**WHAT TO DO:** Going through the entries below, count each line that holds "written" and give only the total.

Extracted data entries:
**********

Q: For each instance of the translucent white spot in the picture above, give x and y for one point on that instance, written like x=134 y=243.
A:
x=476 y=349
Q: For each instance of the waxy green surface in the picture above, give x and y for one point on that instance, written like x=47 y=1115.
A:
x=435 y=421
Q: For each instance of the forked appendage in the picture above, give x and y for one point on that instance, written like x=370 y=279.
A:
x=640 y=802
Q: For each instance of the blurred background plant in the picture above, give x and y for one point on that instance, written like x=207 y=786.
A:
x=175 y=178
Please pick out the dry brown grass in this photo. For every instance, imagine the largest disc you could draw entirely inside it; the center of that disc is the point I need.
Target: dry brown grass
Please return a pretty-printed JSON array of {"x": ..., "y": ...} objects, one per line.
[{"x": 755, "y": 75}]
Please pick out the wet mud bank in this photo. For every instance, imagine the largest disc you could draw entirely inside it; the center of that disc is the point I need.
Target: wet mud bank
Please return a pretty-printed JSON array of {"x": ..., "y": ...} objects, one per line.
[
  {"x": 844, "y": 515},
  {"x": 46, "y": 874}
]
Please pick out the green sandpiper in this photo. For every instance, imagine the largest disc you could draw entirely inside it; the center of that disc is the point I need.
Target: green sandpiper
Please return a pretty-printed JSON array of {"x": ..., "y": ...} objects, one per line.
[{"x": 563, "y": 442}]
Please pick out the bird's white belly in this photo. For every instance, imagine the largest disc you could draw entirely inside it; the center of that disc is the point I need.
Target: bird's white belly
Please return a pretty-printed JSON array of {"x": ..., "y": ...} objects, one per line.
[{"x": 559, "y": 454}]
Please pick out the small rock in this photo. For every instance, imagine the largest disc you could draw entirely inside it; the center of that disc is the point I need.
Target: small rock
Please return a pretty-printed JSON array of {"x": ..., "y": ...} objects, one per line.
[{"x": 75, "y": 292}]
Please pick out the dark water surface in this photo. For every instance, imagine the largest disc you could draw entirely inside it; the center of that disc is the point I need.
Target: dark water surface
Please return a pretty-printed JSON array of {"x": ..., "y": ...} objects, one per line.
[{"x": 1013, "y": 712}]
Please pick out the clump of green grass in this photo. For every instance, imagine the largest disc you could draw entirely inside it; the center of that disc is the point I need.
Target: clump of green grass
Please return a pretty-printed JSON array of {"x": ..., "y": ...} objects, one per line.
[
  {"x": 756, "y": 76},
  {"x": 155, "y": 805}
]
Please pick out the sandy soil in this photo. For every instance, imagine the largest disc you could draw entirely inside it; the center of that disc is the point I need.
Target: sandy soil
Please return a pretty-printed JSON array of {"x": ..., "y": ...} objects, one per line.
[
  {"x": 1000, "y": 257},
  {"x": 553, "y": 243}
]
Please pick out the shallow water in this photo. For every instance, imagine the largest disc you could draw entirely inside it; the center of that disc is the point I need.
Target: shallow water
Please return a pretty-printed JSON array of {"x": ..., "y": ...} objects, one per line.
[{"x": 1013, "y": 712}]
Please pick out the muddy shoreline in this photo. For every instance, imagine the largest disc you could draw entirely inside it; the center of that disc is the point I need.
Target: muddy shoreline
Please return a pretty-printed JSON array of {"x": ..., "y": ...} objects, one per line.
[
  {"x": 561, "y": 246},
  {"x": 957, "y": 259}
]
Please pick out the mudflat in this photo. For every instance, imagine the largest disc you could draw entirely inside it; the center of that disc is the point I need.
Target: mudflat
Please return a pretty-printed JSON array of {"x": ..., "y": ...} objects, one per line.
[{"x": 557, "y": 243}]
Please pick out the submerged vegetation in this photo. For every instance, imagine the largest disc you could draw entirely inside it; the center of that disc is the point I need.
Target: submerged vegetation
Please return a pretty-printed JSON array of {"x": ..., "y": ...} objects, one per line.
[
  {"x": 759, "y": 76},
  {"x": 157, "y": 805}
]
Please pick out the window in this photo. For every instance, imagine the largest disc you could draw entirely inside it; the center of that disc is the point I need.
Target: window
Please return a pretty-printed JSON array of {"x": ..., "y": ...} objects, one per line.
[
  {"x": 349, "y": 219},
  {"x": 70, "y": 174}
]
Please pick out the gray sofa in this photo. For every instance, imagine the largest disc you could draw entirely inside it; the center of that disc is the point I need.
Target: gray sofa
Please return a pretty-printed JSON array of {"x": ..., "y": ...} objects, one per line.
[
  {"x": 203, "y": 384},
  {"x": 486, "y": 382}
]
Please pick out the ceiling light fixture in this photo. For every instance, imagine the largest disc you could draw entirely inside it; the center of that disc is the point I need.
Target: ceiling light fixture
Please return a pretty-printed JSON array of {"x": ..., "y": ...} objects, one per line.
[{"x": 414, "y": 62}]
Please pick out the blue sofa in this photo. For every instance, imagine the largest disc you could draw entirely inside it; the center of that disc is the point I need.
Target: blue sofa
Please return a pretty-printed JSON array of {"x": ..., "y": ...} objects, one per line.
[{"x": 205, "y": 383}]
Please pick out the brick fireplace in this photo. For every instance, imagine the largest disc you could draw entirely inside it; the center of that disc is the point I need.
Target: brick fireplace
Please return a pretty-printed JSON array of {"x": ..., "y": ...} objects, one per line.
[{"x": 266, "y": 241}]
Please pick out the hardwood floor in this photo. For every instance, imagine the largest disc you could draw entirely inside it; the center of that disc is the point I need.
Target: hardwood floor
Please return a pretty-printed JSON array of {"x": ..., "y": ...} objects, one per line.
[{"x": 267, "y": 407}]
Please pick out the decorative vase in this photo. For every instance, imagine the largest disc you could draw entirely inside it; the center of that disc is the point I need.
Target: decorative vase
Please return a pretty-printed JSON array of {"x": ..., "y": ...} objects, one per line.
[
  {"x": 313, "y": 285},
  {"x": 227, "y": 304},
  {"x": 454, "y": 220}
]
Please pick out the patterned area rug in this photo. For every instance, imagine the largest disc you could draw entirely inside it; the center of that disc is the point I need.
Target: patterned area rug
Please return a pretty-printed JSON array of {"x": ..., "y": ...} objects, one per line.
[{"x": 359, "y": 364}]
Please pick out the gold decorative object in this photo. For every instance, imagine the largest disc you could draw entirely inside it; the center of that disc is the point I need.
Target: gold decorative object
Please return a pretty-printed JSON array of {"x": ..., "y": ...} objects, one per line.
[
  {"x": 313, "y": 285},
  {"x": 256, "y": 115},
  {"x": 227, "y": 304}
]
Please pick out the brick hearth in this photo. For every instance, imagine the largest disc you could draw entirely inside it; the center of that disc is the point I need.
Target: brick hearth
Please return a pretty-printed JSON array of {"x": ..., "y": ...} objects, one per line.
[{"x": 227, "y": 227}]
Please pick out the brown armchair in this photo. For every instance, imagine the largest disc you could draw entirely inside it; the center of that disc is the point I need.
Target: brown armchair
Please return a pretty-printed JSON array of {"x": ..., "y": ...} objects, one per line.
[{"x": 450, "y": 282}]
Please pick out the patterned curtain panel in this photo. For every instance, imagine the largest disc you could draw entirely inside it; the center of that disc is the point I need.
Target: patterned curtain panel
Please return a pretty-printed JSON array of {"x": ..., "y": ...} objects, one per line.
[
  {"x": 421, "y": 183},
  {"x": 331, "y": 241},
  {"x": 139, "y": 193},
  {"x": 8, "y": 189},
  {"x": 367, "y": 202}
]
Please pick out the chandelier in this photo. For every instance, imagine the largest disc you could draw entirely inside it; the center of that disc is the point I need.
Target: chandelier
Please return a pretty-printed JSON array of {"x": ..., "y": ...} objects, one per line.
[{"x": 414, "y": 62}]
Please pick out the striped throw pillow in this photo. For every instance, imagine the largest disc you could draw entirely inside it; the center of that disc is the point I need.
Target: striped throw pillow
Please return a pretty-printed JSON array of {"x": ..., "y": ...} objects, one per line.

**********

**RESPONSE AREA:** 4